Texto proporcionado:
------------------------------------
Guárdame, Dios, por que en ti he confiado. Salmos 16:1.
Cuando cierta vez iba de Madrid a París, en el tren expreso Puerta del Sol, conocí una historia de soledad. Mi compañero accidental de viaje era un español de ojos tristes y arrugas en el rostro. Viajaba con la mirada perdida a través de la ventanilla.
—¿Va a París? —Le pregunte.
Me dijo que no, que se dirigía a Burgos, su tierra natal. Entonces me habló de la tragedia de vivir en una ciudad grande como Madrid.
—Vine a Madrid con mi familia en busca de trabajo. Y nada. Uno se siente solo, girando por las calles como un peón. Los perros, cuando se encuentran, por lo menos mueven la cola. Pero los seres humanos ni se saludan. Hizo una pequeña pausa, y prosiguió:
o—Una noche había llovido mucho y la barraca donde vivíamos estaba mojada por dentro. Mi hijo menor estaba con fiebre y no cesaba de llorar. Mi esposa yacía en el hospital. Llamé a los vecinos, pero ninguno tenía tiempo para ayudarme. Salí en busca de un médico, quien me dijo que el lugar era peligroso a esas horas, y que solamente iría si le pagaba el doble. ‘Me daban ganas de morir. ¡Solo… solo en medio de tanta gente!
------------------------------------
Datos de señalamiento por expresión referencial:
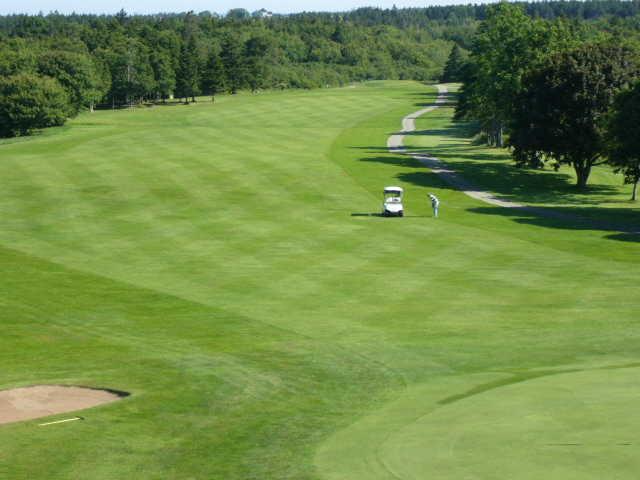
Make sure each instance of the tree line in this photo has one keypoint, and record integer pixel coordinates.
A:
(53, 66)
(555, 91)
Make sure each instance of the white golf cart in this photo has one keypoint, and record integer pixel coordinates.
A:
(392, 203)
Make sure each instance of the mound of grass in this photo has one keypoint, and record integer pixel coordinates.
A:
(219, 261)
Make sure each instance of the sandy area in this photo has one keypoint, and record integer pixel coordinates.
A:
(42, 400)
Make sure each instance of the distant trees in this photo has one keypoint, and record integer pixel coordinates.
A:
(624, 137)
(77, 74)
(453, 70)
(29, 101)
(561, 110)
(507, 45)
(233, 62)
(127, 59)
(188, 76)
(214, 78)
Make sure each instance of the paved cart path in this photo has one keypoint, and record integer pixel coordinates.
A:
(395, 144)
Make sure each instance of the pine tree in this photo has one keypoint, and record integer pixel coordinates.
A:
(453, 69)
(187, 78)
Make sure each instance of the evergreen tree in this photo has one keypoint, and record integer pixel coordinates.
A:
(234, 64)
(213, 81)
(164, 74)
(453, 69)
(188, 75)
(255, 51)
(624, 136)
(29, 102)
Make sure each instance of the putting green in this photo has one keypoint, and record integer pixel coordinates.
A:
(580, 425)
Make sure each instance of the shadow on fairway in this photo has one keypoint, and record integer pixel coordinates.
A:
(625, 223)
(429, 99)
(367, 215)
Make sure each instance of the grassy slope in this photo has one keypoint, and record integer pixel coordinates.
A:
(218, 273)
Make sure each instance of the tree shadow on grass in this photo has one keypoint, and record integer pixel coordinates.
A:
(428, 99)
(624, 222)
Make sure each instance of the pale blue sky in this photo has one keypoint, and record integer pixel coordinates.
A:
(219, 6)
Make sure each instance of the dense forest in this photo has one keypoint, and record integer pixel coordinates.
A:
(555, 91)
(53, 66)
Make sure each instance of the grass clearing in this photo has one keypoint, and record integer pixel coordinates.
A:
(213, 261)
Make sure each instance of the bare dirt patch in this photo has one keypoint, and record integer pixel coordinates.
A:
(38, 401)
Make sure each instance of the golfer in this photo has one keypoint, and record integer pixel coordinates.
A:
(435, 203)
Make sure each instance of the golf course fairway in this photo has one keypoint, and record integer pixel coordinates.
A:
(226, 266)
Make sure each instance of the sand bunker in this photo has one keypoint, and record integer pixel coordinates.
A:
(43, 400)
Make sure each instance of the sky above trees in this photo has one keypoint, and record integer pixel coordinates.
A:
(220, 6)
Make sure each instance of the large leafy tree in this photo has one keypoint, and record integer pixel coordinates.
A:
(77, 73)
(29, 102)
(624, 135)
(507, 46)
(561, 112)
(132, 77)
(453, 68)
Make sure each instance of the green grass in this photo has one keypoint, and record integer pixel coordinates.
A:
(219, 262)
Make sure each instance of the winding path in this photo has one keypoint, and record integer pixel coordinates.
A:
(395, 144)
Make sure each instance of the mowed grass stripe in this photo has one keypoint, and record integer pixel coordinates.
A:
(217, 272)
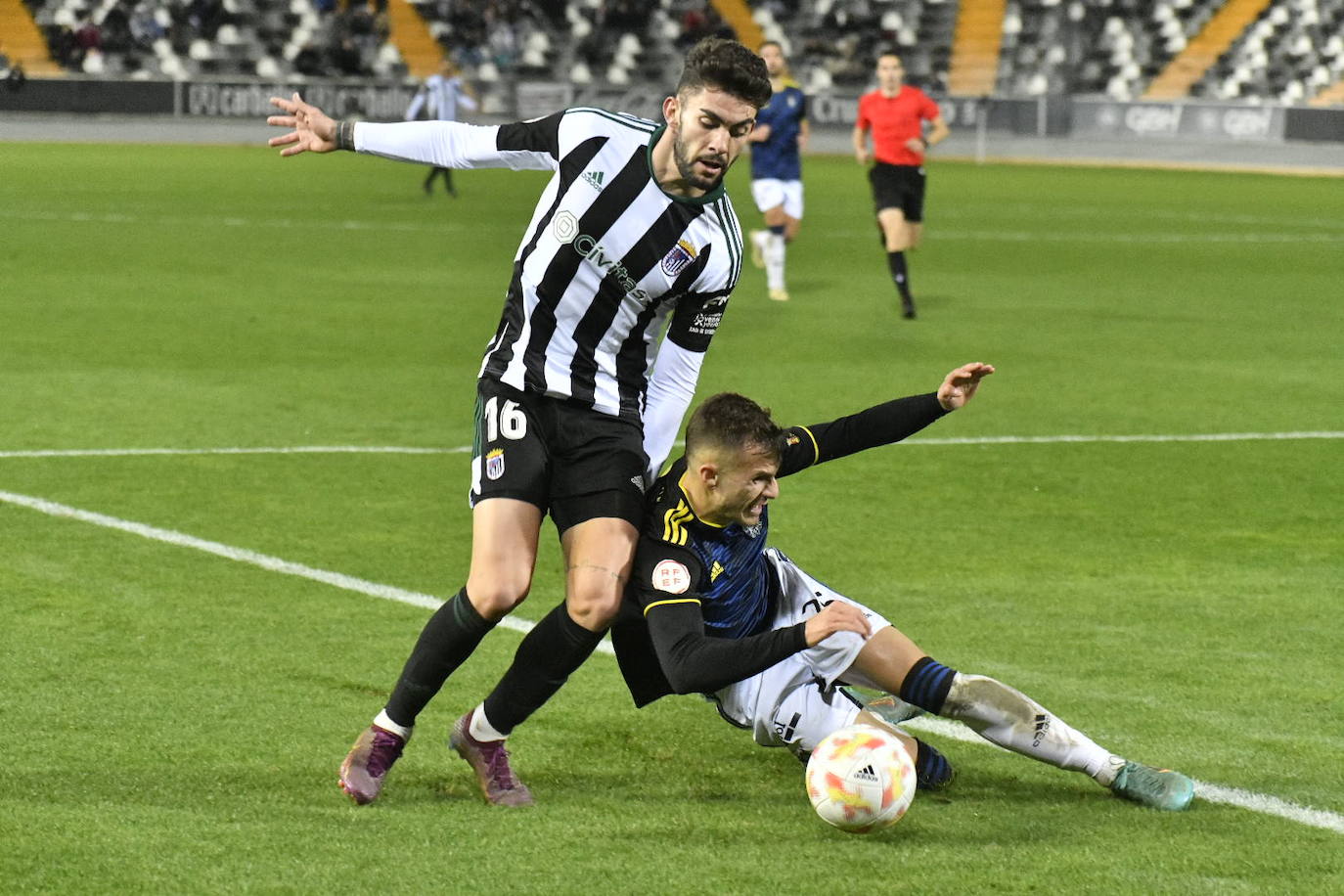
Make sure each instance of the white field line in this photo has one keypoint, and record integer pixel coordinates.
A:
------------------------------------
Tarea A:
Resuma en dos oraciones el relato del viaje en tren.
Tarea B:
Retome el relato del viaje en tren y continúelo a partir del punto en que se detiene.

Respuesta A:
En el tren expreso Puerta del Sol, de Madrid a París, quien narra conoció a un español de ojos tristes que se dirigía a Burgos, su tierra natal, y que le habló de la tragedia de vivir en una ciudad grande como Madrid. Aquel hombre contó que había llegado con su familia en busca de trabajo y que una noche, con su hijo menor enfermo y su esposa en el hospital, ningún vecino tuvo tiempo para ayudarlo y un médico solo aceptó ir si le pagaba el doble.

Respuesta B:
La experiencia de ese español es la misma que la de miles y miles de personas que andan por las calles de las grandes ciudades de cualquier país. Perdida en la multitud, cada persona es un ser solitario y desesperado. Con razón, muchos psicólogos dicen que la más terrible enfermedad de este fin de siglo es la soledad.
Las ciudades absorben al ser humano. Uno no hace más que correr, des de que el día nace hasta altas horas de la noche. Párate al atardecer, en una esquina, en el centro de cualquiera de nuestras ciudades, y verás que la gente corre locamente. Nos arrastran en medio de ese torbellino. Nadie conoce a nadie. Cada uno vive su historia, cada uno corre detrás de su sueño.
Si nos parásemos a pensar que existe un Ser que se preocupa por cada persona, que se interesa por nuestros sueños y que percibe cada sonrisa y cada lágrima, el mundo seria diferente. La soledad no existiría.